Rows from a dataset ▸
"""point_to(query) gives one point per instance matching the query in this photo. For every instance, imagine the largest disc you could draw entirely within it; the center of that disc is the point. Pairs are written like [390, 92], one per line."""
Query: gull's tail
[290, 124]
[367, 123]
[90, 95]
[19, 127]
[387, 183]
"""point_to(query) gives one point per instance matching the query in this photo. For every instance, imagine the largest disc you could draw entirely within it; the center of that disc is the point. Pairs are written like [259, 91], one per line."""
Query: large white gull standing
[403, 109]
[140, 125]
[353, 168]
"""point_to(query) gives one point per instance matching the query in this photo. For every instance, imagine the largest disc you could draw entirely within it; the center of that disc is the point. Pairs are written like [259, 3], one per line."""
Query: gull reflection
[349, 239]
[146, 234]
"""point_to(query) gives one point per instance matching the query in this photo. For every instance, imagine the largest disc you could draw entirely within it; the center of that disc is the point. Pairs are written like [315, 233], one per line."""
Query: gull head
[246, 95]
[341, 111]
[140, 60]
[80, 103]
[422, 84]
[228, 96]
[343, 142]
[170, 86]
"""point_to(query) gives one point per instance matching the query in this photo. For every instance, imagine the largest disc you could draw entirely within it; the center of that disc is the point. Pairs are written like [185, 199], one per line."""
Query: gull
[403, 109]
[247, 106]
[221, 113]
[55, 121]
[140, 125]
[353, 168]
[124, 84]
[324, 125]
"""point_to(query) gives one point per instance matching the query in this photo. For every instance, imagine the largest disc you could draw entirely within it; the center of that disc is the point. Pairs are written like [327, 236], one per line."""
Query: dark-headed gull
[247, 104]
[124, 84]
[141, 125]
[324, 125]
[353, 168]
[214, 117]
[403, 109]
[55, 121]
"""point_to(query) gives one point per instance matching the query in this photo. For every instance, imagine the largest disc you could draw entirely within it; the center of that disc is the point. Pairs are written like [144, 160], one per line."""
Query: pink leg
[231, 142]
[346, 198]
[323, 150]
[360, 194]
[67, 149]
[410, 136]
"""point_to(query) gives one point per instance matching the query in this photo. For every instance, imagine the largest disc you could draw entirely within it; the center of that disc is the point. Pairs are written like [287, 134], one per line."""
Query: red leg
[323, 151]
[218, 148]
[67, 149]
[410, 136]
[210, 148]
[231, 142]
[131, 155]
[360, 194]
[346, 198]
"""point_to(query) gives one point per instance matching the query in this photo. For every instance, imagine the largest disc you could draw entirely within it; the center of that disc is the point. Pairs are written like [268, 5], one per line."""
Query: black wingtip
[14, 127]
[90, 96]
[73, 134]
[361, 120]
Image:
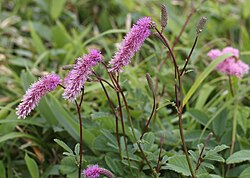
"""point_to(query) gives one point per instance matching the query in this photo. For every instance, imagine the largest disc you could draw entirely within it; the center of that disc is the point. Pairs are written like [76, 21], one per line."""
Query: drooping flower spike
[78, 75]
[34, 94]
[232, 65]
[95, 171]
[130, 44]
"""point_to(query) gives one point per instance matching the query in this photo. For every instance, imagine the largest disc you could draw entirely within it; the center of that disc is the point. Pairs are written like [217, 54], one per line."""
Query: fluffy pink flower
[35, 93]
[130, 44]
[95, 171]
[77, 76]
[232, 65]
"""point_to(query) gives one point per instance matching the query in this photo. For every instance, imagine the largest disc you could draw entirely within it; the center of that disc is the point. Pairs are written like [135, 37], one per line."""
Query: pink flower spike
[130, 44]
[92, 172]
[95, 171]
[232, 65]
[77, 76]
[34, 94]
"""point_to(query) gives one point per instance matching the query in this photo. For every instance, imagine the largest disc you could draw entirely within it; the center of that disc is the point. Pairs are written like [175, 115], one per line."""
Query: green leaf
[45, 110]
[245, 173]
[2, 170]
[68, 165]
[179, 164]
[217, 149]
[215, 157]
[203, 75]
[56, 7]
[66, 119]
[114, 165]
[63, 145]
[238, 157]
[220, 122]
[198, 115]
[32, 166]
[60, 36]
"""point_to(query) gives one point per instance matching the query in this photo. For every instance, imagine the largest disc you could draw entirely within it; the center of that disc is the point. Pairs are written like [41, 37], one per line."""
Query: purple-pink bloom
[232, 65]
[95, 171]
[130, 44]
[35, 93]
[92, 172]
[77, 76]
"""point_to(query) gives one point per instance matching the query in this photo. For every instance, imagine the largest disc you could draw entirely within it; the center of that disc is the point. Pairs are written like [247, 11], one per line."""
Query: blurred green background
[40, 36]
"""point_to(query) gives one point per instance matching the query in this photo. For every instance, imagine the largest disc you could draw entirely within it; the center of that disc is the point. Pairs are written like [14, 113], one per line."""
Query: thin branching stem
[80, 104]
[113, 109]
[190, 54]
[178, 91]
[150, 117]
[231, 85]
[131, 123]
[158, 167]
[202, 150]
[123, 127]
[80, 127]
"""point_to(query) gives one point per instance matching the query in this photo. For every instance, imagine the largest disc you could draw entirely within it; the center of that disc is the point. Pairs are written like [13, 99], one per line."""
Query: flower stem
[202, 150]
[178, 92]
[80, 127]
[113, 109]
[231, 85]
[123, 128]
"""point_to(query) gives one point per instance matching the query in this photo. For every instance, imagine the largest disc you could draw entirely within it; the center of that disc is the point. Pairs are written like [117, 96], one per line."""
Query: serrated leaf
[178, 164]
[63, 145]
[32, 166]
[199, 116]
[215, 157]
[217, 149]
[238, 157]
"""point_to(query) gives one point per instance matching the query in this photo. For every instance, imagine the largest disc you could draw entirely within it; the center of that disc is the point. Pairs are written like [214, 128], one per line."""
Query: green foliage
[239, 156]
[32, 166]
[41, 36]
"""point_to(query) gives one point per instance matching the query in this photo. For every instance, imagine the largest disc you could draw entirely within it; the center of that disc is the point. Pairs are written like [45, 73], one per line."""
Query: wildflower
[35, 93]
[130, 44]
[232, 65]
[95, 171]
[78, 75]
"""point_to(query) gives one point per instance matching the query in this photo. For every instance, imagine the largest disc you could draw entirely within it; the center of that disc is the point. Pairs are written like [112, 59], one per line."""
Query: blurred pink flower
[232, 65]
[95, 171]
[35, 93]
[130, 44]
[77, 76]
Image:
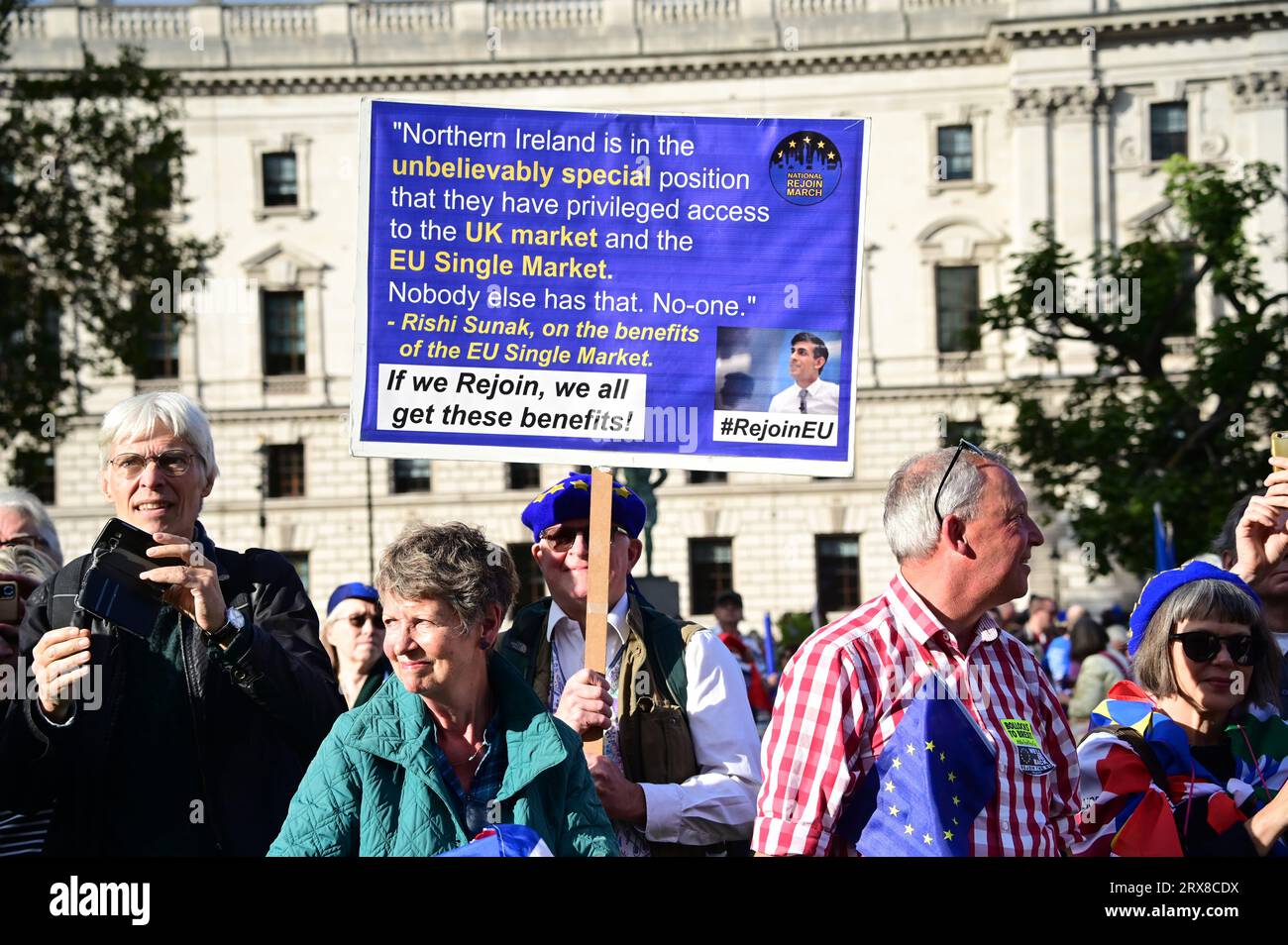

WHAT IS ASKED ▸ Count the lines in the listing above that contain the string "stem". Give only the number.

TASK RESPONSE ▸ 2